Text provided »

........

When I was in primary school in Dublin back in the 1950s there was only one Chinese restaurant in the city that I was aware of. The bus I took to school passed near it and often enough we would make disparaging comments about the kind of food we imagined was being served there. We were used to traditional Irish food, nothing else. Now there are Chinese restaurants and ‘take-aways’ all over Ireland and I thank God for the great variety of dishes that we can enjoy from every part of the world.
I remember too on at least one occasion in the schoolyard, when I was 10 or 11, calling a classmate a ‘dirty Englishman’ or something to that effect. His family had migrated for a short while to England but had returned. However, we were, and whenever we meet, still are good friends.
This morning I discovered that as a kid I was a ‘racist’, without being aware of it, at least if the National Children’s Bureau, a government-sponsored group – to the tune of £12 million per year - in the UK, is to be believed. According to a report in yesterday’s Daily Telegraph (London), it ‘has issued guidance to play leaders and nursery teachers advising them to be alert for racist incidents among youngsters in their care. This could include a child of as young as three who says "yuk" in response to being served unfamiliar foreign food.’
The headline reads Toddlers who dislike spicy food racist. Maybe the headline writer was being racist in not writing Toddlers who dislike Yorkshire pudding racist.

........

Collected data
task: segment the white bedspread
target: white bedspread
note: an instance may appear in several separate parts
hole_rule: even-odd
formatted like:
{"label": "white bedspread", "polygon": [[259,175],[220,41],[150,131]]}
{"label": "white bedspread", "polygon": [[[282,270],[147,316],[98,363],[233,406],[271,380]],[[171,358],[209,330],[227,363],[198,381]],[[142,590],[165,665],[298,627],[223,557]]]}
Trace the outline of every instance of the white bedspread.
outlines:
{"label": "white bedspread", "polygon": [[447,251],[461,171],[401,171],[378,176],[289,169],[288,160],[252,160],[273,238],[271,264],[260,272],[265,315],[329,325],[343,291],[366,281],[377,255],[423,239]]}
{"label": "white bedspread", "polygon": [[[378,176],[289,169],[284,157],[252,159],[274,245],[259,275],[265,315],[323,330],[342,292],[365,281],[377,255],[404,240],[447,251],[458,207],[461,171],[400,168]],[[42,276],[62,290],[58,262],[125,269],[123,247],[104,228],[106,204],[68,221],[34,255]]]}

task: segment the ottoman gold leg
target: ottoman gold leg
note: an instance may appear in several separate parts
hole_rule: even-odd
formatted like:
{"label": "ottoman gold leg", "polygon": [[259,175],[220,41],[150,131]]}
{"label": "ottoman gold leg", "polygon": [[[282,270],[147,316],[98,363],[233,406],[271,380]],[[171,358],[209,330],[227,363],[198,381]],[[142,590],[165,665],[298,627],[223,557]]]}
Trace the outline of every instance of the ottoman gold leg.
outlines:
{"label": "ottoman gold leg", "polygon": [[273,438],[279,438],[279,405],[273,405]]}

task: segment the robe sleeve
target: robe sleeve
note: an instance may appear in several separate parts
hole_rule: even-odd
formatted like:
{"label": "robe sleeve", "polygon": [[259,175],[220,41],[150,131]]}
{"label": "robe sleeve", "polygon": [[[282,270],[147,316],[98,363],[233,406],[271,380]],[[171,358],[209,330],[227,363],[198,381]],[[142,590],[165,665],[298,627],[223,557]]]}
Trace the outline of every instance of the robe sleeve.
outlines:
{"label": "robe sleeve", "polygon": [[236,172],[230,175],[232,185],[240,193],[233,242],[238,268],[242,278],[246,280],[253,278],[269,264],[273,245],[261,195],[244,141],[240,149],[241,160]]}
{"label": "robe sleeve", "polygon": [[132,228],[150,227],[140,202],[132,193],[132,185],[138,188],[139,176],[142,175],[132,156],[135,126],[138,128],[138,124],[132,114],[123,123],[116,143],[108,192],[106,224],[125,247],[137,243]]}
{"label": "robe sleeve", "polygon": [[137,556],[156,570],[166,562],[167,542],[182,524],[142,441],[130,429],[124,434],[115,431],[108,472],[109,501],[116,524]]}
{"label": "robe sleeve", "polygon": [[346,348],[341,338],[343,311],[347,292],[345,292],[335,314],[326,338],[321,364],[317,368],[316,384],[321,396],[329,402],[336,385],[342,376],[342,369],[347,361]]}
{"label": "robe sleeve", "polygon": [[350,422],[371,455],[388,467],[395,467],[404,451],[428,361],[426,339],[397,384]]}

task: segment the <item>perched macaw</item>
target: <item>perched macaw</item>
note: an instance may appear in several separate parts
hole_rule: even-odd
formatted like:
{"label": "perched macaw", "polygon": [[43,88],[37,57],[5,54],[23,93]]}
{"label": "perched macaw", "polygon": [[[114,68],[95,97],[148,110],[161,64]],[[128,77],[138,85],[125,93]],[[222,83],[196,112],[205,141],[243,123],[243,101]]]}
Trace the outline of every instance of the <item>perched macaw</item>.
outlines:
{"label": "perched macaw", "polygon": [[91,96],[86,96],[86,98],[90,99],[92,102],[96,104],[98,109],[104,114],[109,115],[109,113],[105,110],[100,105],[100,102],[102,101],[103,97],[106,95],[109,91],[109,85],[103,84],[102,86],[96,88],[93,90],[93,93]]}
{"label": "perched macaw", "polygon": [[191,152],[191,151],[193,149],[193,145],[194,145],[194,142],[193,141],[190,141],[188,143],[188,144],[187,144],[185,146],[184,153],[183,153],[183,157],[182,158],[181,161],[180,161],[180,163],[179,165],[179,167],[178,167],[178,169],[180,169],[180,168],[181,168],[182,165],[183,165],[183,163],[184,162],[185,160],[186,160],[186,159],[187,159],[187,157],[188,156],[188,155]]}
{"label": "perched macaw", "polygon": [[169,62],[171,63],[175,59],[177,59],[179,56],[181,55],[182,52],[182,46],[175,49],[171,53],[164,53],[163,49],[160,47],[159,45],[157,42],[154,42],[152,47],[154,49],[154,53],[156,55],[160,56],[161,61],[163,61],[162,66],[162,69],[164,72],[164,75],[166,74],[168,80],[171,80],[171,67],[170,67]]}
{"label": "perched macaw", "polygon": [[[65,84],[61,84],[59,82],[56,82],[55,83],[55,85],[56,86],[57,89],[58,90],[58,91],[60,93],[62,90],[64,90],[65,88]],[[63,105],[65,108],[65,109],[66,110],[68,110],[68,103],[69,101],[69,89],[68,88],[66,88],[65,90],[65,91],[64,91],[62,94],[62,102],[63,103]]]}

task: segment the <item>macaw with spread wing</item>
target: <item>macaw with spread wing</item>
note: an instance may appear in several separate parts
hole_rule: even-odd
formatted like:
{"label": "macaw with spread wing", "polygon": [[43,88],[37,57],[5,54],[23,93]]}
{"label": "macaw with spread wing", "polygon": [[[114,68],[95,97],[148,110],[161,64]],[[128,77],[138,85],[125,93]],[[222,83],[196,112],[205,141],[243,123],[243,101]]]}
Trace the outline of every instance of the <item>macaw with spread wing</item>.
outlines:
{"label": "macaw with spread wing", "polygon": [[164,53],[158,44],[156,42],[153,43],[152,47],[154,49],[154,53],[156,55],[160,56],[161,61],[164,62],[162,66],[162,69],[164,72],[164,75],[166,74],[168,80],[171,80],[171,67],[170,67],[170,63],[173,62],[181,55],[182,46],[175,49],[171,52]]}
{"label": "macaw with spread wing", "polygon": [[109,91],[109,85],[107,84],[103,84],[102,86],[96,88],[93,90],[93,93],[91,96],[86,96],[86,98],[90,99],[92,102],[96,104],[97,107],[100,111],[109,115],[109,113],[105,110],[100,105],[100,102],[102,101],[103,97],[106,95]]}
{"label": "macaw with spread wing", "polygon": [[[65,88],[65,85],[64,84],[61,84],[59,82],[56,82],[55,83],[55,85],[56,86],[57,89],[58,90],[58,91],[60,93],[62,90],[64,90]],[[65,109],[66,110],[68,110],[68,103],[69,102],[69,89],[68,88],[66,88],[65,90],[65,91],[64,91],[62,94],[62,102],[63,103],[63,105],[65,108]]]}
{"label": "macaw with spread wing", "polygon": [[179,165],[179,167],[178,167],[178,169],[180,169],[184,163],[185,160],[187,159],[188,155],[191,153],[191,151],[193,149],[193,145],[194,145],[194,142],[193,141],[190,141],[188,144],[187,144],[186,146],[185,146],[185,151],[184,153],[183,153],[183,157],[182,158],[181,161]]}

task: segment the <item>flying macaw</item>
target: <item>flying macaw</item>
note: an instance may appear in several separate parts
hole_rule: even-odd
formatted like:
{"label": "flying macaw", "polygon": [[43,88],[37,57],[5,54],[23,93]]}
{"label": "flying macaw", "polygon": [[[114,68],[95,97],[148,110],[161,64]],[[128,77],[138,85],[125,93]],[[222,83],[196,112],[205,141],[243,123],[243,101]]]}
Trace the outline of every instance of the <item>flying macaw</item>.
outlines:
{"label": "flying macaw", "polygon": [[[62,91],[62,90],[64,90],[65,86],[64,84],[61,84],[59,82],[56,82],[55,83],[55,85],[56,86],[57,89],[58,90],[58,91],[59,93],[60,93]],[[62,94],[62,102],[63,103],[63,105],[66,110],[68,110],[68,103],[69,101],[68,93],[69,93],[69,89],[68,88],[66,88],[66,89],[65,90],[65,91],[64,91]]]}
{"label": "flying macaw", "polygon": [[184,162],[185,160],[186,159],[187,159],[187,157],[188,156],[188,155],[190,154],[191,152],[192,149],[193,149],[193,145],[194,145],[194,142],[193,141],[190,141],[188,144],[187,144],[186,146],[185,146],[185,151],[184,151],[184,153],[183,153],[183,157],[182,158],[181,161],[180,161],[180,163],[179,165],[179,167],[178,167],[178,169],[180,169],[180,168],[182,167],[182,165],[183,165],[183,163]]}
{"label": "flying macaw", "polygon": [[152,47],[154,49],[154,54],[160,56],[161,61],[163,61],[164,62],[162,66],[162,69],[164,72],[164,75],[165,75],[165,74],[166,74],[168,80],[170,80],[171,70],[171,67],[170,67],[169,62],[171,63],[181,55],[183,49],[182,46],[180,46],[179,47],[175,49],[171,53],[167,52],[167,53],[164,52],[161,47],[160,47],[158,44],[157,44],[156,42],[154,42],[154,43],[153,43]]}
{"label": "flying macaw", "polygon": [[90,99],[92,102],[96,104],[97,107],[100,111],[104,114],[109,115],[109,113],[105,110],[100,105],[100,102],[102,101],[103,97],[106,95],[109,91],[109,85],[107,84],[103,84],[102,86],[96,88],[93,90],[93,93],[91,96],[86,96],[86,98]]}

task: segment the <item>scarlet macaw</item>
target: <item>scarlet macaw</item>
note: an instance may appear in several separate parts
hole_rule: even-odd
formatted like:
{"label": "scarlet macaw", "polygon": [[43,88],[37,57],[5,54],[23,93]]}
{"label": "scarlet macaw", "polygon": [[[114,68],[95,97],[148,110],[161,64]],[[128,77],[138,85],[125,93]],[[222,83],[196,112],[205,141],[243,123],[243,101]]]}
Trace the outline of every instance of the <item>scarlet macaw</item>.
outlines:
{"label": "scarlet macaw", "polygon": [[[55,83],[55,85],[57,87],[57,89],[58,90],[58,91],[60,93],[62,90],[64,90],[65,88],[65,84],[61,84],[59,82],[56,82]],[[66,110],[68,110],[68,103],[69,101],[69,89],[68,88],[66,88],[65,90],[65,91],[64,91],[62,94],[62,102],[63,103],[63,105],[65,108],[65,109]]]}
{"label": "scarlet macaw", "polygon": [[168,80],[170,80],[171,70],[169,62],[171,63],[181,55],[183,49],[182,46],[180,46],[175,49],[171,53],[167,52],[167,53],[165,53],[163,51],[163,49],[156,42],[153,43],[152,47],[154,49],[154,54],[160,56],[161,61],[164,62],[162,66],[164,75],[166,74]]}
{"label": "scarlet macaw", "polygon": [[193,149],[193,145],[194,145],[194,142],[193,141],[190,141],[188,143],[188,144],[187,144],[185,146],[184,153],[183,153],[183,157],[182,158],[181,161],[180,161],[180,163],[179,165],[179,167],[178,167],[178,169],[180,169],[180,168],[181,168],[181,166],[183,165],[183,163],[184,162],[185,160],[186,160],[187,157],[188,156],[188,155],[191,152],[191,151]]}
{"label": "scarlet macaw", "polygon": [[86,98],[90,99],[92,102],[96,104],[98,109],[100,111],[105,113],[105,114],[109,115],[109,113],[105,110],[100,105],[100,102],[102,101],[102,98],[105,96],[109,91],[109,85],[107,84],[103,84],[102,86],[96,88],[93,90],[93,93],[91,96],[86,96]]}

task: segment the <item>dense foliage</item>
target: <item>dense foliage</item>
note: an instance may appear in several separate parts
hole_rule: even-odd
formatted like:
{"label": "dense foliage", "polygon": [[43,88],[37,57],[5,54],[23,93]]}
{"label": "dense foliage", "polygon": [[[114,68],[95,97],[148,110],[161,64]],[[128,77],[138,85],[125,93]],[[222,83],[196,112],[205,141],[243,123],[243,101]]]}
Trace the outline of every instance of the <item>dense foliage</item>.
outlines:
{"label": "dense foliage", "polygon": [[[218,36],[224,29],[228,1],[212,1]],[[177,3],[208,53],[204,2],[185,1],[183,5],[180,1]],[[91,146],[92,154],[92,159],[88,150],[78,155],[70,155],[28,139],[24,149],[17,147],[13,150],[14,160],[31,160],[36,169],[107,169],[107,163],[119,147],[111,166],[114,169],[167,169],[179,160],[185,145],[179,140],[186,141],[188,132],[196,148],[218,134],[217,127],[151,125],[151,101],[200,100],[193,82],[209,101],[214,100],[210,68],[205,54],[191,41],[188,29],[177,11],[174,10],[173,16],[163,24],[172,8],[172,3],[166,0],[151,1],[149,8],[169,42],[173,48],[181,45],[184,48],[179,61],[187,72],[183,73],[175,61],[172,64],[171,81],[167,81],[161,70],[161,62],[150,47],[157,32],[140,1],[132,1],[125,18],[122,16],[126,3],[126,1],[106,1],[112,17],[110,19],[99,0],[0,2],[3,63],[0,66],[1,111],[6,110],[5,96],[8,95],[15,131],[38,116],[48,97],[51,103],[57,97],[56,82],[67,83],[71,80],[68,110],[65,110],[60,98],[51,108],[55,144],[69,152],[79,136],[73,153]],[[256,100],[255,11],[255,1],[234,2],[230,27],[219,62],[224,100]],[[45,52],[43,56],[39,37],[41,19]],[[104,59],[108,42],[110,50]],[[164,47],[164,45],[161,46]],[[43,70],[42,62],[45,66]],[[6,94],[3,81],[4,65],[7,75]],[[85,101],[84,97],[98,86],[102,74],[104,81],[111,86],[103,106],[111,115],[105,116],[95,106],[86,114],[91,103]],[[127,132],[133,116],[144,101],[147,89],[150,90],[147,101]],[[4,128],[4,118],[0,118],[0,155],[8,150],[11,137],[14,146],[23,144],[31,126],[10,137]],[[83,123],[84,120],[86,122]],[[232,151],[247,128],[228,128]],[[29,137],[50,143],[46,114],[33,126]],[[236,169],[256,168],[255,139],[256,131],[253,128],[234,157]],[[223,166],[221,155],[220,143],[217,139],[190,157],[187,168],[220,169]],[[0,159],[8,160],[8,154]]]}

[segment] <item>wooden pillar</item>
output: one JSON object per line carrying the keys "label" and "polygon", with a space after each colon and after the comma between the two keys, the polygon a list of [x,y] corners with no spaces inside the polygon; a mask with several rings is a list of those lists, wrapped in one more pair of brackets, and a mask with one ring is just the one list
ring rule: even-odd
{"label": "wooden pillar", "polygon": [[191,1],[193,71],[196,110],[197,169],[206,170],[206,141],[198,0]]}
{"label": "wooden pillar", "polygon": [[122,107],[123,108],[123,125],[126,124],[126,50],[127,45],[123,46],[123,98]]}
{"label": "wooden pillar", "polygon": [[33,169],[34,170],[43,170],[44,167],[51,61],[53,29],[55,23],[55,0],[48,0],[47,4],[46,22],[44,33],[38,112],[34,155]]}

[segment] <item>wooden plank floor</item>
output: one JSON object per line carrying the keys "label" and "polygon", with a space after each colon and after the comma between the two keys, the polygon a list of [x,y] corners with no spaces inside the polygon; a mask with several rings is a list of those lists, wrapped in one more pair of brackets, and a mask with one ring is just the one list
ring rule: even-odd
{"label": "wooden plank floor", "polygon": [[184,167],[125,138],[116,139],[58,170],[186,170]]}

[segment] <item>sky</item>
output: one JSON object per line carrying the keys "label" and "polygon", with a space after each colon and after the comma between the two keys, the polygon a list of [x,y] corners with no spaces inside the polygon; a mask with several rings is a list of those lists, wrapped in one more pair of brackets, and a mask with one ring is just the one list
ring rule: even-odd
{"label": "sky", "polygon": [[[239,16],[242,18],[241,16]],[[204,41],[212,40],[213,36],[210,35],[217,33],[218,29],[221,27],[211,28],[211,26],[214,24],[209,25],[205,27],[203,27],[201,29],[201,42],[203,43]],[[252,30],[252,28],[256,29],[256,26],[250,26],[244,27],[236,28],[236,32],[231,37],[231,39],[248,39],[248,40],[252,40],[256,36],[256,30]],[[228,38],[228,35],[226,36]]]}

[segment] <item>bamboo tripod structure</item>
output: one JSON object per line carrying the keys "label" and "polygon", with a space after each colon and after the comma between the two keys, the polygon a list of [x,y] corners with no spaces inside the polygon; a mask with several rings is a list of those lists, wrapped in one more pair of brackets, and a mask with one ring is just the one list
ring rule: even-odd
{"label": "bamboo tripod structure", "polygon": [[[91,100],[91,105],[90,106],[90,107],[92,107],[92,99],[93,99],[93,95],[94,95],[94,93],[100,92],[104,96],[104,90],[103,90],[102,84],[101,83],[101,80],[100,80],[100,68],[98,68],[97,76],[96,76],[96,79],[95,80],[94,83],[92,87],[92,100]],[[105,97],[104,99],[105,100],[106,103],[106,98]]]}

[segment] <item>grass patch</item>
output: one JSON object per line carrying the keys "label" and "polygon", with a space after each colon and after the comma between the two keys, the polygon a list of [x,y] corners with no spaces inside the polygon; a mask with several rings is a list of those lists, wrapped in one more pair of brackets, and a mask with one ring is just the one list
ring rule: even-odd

........

Problem details » According to the text about school days in Dublin, how much does the National Children's Bureau receive in government sponsorship each year?

Answer below » £12 million per year.